— Assignment —
Transcribe word for word the lines spanning the line with "Where can you spot the suspension" through the end of the records.

— Excerpted records —
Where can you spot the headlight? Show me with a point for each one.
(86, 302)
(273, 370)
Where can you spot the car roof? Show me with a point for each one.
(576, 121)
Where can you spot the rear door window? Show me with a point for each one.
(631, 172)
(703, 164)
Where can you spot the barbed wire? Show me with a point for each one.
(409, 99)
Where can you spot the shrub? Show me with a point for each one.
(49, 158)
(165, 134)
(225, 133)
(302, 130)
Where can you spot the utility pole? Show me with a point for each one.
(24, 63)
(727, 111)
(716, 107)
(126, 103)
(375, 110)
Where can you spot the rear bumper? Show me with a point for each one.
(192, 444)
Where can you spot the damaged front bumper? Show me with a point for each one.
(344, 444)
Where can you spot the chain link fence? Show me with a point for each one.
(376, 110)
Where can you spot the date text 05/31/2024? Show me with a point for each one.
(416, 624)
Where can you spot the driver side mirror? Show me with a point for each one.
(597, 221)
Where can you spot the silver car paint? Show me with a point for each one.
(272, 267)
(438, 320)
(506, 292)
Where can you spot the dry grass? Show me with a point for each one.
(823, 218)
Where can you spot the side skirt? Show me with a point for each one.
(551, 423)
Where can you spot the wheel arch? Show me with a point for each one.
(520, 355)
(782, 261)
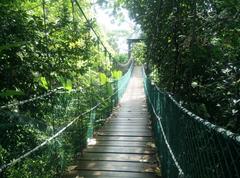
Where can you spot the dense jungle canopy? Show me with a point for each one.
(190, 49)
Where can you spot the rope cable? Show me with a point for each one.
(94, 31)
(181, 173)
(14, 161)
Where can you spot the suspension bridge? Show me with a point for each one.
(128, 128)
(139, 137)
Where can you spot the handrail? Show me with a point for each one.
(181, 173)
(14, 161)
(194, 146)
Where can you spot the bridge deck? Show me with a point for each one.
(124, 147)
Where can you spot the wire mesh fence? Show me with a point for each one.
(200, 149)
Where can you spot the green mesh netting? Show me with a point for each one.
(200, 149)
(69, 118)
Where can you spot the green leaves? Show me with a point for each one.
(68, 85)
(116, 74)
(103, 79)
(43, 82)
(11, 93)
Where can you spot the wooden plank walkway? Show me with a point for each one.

— Response below —
Where can you spot the suspension bridge? Show me with a point for each one.
(128, 128)
(139, 137)
Where can you spot the handrail? Show me with a point for each one.
(181, 173)
(14, 161)
(194, 146)
Where can you spot the bridge deck? Show me with a point for each one.
(124, 147)
Where can you spot the wire mesh fence? Show me with a point for each one.
(200, 149)
Where can you spot the green mesh netting? Show me with a point for each one.
(200, 149)
(69, 118)
Where can you spot the green leaves? Show me with a point for each one.
(68, 85)
(116, 74)
(103, 79)
(43, 82)
(11, 93)
Where can you spot the wooden plank walkway? Show me with a point for each one.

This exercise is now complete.